En plus, je ne trouve pas ça drôle, justement parce que ce n'est pas très subtil, ni comme les choses sont dites, ni comme les situations s'enchaînent.
Bon, de toute façon je pense qu'on ne peut pas s'entendre là-dessus; juste, je voulais te dire que j'avais bien compris qu'il s'agissait de farce, mais je crois que je n'aime pas ça et ce n'est pas pour ça que je ne suis pas du côté du peuple.
Sinon, effectivement, le goût du hachapuri sortant du four en vaut la peine.

30 avril, 2007 17:28  
Blogger LILIBOX said...

le hachapouri , c'est délicieux au sortir du four .
Quand on ne connait , la surprise du fromage fondu à l'intérieur est totale .
J'aime beaucoup ce pain .

CONSIGNE -
Pour chaque affirmation, dites si elle concorde avec le texte sur le hachapuri ci-dessus. Répondez par oui ou non et citez les mots décisifs du texte.
1. Le premier message trouve la farce drôle.
2. LILIBOX apprécie le hachapouri.
3. Le fromage se trouve sur le dessus du pain.

Items de pointage et d'étiquetage -
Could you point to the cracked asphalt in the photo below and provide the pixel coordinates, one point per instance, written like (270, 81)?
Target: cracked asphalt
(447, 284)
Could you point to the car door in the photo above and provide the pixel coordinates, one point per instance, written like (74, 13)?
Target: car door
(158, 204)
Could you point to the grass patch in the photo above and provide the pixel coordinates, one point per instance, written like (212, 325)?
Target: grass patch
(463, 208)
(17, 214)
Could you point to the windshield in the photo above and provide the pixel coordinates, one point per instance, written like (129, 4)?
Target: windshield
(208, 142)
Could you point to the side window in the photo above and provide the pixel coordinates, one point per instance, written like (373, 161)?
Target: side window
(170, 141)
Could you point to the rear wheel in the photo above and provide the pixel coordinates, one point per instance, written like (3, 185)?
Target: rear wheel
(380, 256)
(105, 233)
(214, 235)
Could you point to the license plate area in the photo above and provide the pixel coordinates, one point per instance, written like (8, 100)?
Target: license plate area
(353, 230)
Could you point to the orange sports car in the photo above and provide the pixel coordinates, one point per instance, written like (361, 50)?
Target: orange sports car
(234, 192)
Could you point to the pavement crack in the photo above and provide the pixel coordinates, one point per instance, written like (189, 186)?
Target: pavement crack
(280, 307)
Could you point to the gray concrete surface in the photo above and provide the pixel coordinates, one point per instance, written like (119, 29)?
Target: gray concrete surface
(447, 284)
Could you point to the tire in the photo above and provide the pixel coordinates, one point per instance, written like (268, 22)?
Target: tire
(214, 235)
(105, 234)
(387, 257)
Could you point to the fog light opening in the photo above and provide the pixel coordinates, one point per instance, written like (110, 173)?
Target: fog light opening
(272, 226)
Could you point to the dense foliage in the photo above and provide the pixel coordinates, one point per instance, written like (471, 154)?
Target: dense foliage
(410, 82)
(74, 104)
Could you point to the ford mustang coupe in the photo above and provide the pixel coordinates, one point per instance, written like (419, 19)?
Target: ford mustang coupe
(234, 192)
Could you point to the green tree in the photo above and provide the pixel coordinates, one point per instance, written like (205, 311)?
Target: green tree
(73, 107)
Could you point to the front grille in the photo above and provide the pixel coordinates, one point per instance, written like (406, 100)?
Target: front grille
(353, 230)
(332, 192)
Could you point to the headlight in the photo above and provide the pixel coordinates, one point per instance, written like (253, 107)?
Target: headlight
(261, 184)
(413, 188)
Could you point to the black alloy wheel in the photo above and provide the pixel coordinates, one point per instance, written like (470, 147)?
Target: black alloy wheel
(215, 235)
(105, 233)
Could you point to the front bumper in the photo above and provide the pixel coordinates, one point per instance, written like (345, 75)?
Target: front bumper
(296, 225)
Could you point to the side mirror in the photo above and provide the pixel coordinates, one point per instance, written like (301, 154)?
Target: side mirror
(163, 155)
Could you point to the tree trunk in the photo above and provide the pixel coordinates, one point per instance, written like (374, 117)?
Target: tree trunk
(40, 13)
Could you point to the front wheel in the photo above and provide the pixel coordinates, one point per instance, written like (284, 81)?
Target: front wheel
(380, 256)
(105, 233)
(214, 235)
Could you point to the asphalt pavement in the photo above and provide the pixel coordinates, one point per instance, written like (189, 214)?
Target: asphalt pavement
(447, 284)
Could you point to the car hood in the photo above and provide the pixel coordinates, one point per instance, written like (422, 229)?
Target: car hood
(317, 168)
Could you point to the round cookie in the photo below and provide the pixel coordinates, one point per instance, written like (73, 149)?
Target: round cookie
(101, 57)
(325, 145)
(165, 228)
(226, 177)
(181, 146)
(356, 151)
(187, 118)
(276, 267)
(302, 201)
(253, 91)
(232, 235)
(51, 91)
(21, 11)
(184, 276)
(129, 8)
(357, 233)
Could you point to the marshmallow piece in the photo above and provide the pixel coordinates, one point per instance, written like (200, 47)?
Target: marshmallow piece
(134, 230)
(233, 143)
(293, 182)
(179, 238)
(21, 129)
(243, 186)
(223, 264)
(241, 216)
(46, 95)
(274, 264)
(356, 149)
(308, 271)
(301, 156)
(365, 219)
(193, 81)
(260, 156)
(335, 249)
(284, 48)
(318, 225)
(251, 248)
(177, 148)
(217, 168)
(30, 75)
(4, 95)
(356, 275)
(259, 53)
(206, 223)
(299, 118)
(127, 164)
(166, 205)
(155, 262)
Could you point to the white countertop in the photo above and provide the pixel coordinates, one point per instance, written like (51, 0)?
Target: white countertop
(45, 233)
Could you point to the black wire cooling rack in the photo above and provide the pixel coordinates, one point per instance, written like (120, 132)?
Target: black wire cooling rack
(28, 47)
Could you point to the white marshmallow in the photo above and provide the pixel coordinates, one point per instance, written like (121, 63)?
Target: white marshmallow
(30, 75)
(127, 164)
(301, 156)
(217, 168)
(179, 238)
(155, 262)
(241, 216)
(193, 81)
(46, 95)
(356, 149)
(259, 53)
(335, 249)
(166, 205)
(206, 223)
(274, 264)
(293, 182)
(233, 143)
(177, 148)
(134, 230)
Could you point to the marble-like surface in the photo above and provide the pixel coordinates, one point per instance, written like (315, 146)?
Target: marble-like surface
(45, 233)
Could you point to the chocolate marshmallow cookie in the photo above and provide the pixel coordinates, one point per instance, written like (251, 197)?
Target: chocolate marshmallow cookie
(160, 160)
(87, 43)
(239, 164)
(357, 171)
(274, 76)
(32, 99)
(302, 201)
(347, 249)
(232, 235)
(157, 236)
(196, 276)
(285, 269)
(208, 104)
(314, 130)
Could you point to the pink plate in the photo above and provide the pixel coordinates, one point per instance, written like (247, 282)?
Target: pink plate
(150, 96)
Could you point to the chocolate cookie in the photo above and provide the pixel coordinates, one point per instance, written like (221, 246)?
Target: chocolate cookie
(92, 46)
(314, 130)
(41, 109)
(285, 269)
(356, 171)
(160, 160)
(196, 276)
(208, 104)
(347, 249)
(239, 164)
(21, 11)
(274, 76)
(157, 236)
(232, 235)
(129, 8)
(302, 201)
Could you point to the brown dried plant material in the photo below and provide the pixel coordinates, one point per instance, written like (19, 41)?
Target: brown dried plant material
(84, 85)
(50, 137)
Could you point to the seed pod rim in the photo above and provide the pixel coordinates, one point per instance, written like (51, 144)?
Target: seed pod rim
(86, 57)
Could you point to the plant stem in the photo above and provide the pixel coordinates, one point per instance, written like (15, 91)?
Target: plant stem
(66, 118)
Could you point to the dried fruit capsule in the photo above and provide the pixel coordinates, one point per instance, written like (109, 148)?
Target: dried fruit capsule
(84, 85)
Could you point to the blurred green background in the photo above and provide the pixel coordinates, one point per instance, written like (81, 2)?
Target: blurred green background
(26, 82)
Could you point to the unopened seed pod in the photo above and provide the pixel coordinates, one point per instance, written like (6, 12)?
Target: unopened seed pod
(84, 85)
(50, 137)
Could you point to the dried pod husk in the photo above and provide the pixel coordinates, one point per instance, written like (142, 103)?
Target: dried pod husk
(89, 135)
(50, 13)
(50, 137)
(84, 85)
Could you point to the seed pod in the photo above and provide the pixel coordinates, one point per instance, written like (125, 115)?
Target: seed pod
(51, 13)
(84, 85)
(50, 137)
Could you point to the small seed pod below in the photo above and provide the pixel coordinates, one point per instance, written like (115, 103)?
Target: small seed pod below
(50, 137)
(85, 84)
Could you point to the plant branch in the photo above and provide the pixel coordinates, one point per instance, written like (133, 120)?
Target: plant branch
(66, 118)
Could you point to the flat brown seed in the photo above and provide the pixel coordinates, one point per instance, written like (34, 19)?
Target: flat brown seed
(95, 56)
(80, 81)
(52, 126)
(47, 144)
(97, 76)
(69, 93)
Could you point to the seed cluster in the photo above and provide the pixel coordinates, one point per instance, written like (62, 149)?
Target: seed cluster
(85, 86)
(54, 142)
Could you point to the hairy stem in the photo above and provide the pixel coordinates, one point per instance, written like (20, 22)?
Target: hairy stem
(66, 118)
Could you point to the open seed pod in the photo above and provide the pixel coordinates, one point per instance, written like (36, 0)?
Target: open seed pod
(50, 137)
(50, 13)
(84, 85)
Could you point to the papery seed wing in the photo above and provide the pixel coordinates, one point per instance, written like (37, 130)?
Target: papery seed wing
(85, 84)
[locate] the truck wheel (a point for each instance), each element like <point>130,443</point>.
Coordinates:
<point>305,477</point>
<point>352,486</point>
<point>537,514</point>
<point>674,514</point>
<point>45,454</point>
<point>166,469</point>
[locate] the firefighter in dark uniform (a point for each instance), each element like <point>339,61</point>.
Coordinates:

RÉPONSE RÉDIGÉE -
1. Non : « je ne trouve pas ça drôle »
2. Oui : « J'aime beaucoup ce pain. »
3. Non : « la surprise du fromage fondu à l'intérieur est totale »